#### Document extract
See docs/PERFORMANCE.md for the full deep-dive: codec benchmarks, pool benchmarks, architecture comparison, optimization techniques, and the complete optimization journey. Archived numbers with CSV data (Apple Silicon / macOS / Docker Postgres) are in docs/benchmark-results/; the bench-compare suite reproduces the read, insert, and asyncpg comparisons locally or via the Benchmarks workflow.

Project structure

valiant is a multi-package Cabal project:

Package Description
pg-wire Pure Haskell PostgreSQL v3 wire protocol driver, connection pool, auth, TLS
valiant Runtime library: binary codecs, query execution, transactions, streaming, COPY
valiant-cli CLI tool (valiant prepare, check, types, generate, watch)
valiant-plugin GHC source plugin for compile-time query validation
valiant-conduit Conduit streaming adapter
valiant-pipes Pipes streaming adapter
valiant-streaming streaming library adapter
valiant-streamly Streamly streaming adapter
valiant-bluefin Bluefin effect system adapter
valiant-effectful Effectful effect system adapter
valiant-fused-effects Fused-effects effect system adapter
valiant-mtl MTL monad transformer adapter
valiant-example Example REST API using valiant + scotty
bench-compare Comparative benchmarks against hasql, postgresql-simple, persistent, and asyncpg
valiant/
├── wire/                      # pg-wire: wire protocol, connection, pool, auth, TLS
│   ├── src/PgWire/            # Protocol messages, builders, parsers, async I/O
│   └── test/                  # Wire protocol unit tests
├── runtime/                   # valiant: runtime library
│   ├── src/Valiant/           # Binary codecs, execute, batch, pipeline, fold, copy, streaming
│   ├── bench/                 # Codec + concurrent benchmarks (criterion)
│   ├── integration/           # Integration tests (require Postgres)
│   └── test/                  # Codec unit tests
├── src/                       # valiant-cli source
│   └── Valiant/CLI/           # Commands, cache, type map, discovery, nullability
├── plugin/                    # GHC source plugin
│   └── src/Valiant/Plugin/    # AST traversal, verification, error messages
├── adapters/                  # Streaming and effect system adapters (8 packages)

Dataset excerpts
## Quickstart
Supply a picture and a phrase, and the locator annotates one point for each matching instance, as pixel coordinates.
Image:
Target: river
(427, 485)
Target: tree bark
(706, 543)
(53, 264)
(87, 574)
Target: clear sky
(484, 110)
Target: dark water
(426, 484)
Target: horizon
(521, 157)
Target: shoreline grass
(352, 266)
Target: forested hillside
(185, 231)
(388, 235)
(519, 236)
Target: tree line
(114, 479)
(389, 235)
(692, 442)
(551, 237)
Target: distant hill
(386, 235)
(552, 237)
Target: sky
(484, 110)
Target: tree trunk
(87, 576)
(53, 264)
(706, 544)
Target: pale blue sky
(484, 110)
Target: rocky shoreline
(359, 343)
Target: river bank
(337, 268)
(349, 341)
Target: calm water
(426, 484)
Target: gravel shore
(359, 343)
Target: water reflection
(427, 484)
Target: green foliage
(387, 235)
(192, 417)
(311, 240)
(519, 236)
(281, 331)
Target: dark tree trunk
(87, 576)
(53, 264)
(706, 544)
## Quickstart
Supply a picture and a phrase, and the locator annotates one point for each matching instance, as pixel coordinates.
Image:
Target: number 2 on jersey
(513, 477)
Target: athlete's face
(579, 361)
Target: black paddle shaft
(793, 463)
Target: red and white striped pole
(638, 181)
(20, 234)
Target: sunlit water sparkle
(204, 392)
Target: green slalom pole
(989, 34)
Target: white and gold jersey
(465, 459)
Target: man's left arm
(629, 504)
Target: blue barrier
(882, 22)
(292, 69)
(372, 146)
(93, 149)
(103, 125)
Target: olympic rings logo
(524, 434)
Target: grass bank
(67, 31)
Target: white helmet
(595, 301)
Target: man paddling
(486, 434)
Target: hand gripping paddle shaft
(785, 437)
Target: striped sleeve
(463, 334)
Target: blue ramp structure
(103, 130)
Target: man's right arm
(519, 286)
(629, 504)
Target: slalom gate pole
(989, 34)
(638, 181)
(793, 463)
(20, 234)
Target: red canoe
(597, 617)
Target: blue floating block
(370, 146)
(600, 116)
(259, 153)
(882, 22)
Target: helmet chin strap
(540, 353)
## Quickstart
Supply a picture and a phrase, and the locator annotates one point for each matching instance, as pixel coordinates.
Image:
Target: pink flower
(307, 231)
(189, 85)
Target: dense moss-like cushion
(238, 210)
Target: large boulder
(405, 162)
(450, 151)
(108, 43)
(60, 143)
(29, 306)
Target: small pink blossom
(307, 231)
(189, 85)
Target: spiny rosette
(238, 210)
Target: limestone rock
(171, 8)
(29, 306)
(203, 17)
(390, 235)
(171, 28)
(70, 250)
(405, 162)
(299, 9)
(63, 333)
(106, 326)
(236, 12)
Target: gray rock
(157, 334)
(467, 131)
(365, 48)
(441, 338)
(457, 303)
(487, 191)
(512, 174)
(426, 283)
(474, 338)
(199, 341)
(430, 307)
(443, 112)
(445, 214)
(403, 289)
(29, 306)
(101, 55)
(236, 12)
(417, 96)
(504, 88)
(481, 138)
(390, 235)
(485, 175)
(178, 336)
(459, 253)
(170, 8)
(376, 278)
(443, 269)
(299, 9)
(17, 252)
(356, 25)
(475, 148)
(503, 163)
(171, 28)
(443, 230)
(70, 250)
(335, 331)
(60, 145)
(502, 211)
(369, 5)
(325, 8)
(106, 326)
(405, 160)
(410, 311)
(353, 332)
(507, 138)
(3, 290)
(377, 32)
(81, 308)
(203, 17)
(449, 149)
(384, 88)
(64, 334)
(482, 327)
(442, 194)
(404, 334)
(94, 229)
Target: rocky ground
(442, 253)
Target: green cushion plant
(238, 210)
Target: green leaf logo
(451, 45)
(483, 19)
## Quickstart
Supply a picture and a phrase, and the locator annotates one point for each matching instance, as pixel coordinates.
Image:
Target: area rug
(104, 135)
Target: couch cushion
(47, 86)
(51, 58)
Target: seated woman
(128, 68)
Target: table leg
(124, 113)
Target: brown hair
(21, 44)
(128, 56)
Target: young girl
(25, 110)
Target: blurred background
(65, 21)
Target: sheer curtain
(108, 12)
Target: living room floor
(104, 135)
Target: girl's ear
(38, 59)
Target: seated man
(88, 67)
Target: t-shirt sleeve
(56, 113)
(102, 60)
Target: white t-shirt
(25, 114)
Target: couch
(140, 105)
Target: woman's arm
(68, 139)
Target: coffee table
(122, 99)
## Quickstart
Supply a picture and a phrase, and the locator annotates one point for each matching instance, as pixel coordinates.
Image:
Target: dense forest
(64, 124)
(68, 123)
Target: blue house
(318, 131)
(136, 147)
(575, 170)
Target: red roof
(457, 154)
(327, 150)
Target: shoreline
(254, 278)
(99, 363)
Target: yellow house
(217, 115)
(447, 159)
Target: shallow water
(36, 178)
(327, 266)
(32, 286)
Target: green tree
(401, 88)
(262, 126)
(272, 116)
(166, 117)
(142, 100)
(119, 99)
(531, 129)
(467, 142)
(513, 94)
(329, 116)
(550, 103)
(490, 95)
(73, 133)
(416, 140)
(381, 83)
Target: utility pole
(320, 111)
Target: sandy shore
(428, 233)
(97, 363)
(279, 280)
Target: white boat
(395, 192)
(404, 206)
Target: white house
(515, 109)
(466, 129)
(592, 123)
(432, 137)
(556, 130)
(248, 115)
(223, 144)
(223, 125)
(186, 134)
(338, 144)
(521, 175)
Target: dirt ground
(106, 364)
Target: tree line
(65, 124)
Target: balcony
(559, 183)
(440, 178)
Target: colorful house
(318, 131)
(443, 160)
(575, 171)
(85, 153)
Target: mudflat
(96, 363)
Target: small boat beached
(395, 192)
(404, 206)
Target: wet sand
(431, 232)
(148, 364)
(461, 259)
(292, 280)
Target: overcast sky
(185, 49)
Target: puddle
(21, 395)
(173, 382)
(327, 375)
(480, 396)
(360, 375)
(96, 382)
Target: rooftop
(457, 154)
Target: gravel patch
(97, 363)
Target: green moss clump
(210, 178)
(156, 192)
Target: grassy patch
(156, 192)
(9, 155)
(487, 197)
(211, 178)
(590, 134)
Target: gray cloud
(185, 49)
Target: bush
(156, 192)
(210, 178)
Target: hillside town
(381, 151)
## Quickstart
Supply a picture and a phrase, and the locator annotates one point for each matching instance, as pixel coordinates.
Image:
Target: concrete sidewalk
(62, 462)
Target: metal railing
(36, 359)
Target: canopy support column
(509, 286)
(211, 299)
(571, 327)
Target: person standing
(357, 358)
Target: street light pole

#### Task instructions
In the valiant documentation, what does the valiant-plugin package provide? Please answer in one sentence.

#### Response area
It is a GHC source plugin for compile-time query validation.